# [To be done]
Reproduce the material below verbatim, line for line, without any alteration.

# [Given data]
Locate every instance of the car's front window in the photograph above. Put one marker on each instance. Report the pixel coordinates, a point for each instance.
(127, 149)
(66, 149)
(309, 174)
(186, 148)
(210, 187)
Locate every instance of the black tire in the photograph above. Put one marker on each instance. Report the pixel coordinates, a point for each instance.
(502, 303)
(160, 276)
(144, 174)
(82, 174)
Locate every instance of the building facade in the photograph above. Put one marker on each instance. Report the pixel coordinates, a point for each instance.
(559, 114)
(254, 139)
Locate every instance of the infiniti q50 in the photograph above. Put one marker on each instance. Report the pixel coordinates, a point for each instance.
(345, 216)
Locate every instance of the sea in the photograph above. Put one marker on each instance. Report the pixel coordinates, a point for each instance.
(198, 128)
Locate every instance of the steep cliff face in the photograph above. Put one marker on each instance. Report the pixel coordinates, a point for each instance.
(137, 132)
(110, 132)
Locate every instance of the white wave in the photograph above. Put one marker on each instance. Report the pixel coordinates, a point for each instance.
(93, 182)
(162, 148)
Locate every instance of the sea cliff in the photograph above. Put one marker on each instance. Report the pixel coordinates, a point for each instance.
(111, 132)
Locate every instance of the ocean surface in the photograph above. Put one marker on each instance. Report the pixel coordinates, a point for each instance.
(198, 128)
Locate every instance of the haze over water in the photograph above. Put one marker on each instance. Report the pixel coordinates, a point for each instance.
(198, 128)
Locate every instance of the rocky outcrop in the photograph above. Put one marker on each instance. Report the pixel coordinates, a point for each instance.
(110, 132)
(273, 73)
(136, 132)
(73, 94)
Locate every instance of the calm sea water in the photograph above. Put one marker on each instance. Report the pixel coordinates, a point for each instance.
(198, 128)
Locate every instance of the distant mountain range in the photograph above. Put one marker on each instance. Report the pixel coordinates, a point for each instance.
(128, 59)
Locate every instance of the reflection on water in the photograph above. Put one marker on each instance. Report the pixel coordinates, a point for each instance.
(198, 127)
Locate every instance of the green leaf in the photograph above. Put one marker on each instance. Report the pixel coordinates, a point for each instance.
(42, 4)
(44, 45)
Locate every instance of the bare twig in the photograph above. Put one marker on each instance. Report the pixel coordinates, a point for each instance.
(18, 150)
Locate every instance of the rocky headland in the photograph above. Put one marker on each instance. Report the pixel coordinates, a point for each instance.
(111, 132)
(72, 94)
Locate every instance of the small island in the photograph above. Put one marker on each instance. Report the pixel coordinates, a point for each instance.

# [Response]
Locate every instance of the car's front window in the photograph above. Put one marker on each instance. Report the pixel coordinates, a point for each instance.
(127, 149)
(66, 149)
(309, 174)
(186, 148)
(210, 187)
Locate every instance of the black tire in the photograph above. Put one marker on each instance. Report the pixel coordinates, a point for each instance.
(502, 303)
(160, 276)
(144, 174)
(82, 174)
Locate every instance of the building facade in the photograph above. Put one marker on each instance. Report the pixel coordinates, a point for each instance.
(559, 114)
(254, 139)
Locate every instance of the infiniti q50 in the photograph above. Put one marker on each instance. Report the pixel coordinates, a point for each instance.
(345, 216)
Locate every instance of the sea in the photograph above. Put one marker on each instance. Report the pixel coordinates, a point for each instance.
(198, 128)
Locate every instance of the steep cliff face in the photograph above. Put one marker on each instance. Report the pixel coordinates, a point for each instance.
(137, 132)
(110, 132)
Locate every instance of the white wave in the photograph above. Put one marker on each instance. Report the pixel coordinates, a point for each instance.
(93, 182)
(162, 148)
Locate every instance of the sea cliff in the photograph above. Put one marker on each instance. Report the pixel coordinates, a point for each instance.
(111, 132)
Locate every instance of the ocean surface in the photograph above. Put one marker on each instance. Report the pixel coordinates, a point for each instance.
(198, 128)
Locate every instance of the haze over water in the photograph above. Put one marker on each instance. Report the pixel coordinates, a point for each instance.
(198, 128)
Locate every instance of the rocky outcrop in the photograph above. Put one marker on each instance. Report the pixel coordinates, a point for each instance.
(110, 132)
(273, 73)
(136, 132)
(73, 94)
Locate every instance of the calm sea water in the photograph above. Put one marker on each instance. Report the pixel coordinates, a point for each instance.
(198, 128)
Locate every instance of the distant mountain range in the photograph above. Put one marker on each instance. Report the pixel coordinates, a point for each instance.
(128, 59)
Locate every instance of the reflection on water in the photograph above. Put one marker on each instance. Report the pixel coordinates, a point for each instance.
(198, 127)
Locate every instance of the green leaf in the photograph above. Put one marker on each instance. Report the pixel coordinates, a point for each instance.
(42, 4)
(44, 45)
Locate every instance of the bare twig in the photograph above. Put one marker on each instance. Report the pixel coordinates, a point for each instance.
(18, 150)
Locate every instance of the rocky headland in the photograph above. Put one marker on each instance. Report the pixel coordinates, a point for each instance.
(111, 132)
(72, 94)
Locate every instance of the small island in the photograph above. Put one marker on each instance. Report the pixel coordinates, a point for each instance.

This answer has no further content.